TEXT:
────────
Eco-Innovators also focuses on another aspect of sustainable housing, one that has little to do with the “green-ness” of the building itself. A 2011 study by the US Environmental Protection Agency, found that when you account for transportation energy, the most energy efficient home is one located within two kilometres of a public transit stop. In other words, “the home’s location relative to transportation choices has a large impact on energy consumption,” larger than any green features of the home itself (p. 108).

But what if public transportation is not available? Chris explores other lower impact forms of transportation: from the Grand Concourse walking trails of St. John’s, Newfoundland, to the Bicycle Bus program in Summerside, PEI, to the CarShare program in Halifax. Perhaps the most creative of these is Prince Edward Islander Harry Smith’s wind-powered Toyota RAV4, a vehicle purchased off eBay (p. 108). Feeling rather guilty about living in a large home off the transit line, Harry wanted to lessen his environmental impact. He felt plugging his car into the electricity grid was essentially the same as driving a gas-engine vehicle. To solve this dilemma, Harry purchased a wind turbine to fuel his new car (p. 110). While he recognizes that his transportation choice isn’t going to “save the world…he’s too stubborn to watch civilization crumble without at least showing people what else is possible” (p. 111). Though perhaps an extreme example, Harry’s ingenuity can serve to inspire others to find solutions to their own environmental concerns.
────────
STORED RECORDS:
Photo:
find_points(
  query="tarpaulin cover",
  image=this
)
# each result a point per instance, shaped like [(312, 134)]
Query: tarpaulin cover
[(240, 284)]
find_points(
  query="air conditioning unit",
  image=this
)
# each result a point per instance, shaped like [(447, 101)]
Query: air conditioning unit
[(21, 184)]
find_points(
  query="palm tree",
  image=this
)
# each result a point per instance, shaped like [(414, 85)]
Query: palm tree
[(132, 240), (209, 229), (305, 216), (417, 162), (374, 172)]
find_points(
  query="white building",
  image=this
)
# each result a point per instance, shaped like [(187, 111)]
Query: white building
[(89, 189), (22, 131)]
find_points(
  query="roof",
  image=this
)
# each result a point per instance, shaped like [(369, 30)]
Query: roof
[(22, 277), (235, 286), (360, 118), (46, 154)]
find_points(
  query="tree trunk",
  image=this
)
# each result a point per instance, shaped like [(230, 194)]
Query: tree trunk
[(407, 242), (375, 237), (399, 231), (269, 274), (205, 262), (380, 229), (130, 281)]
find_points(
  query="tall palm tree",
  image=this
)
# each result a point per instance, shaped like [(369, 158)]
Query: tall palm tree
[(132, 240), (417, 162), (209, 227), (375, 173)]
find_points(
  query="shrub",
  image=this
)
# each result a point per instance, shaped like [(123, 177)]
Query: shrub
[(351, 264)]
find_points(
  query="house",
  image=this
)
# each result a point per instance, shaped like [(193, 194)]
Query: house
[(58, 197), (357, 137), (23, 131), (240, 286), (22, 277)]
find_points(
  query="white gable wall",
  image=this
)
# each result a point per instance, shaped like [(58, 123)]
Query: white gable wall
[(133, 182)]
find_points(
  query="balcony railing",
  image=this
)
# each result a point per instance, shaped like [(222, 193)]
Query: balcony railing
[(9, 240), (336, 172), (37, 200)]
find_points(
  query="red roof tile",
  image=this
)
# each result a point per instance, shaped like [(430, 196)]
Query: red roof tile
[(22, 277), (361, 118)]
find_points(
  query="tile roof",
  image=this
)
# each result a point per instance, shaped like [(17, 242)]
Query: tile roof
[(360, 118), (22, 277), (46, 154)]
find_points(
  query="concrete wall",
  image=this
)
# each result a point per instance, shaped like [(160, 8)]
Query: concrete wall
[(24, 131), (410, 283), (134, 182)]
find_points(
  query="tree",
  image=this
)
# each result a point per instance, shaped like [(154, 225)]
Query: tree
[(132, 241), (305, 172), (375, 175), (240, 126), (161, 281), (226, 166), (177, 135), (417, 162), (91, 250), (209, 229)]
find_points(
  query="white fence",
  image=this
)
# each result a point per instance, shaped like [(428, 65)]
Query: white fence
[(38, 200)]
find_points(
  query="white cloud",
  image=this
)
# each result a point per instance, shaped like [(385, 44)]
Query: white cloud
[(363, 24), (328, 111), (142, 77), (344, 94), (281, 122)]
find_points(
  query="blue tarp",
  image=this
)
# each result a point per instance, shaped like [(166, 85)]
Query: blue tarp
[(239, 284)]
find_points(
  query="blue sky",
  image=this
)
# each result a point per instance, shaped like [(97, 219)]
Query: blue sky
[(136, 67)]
────────
STATED PROBLEM:
In the text on sustainable housing, what did Harry Smith purchase to fuel his new car?

COMPLETED TASK:
A wind turbine.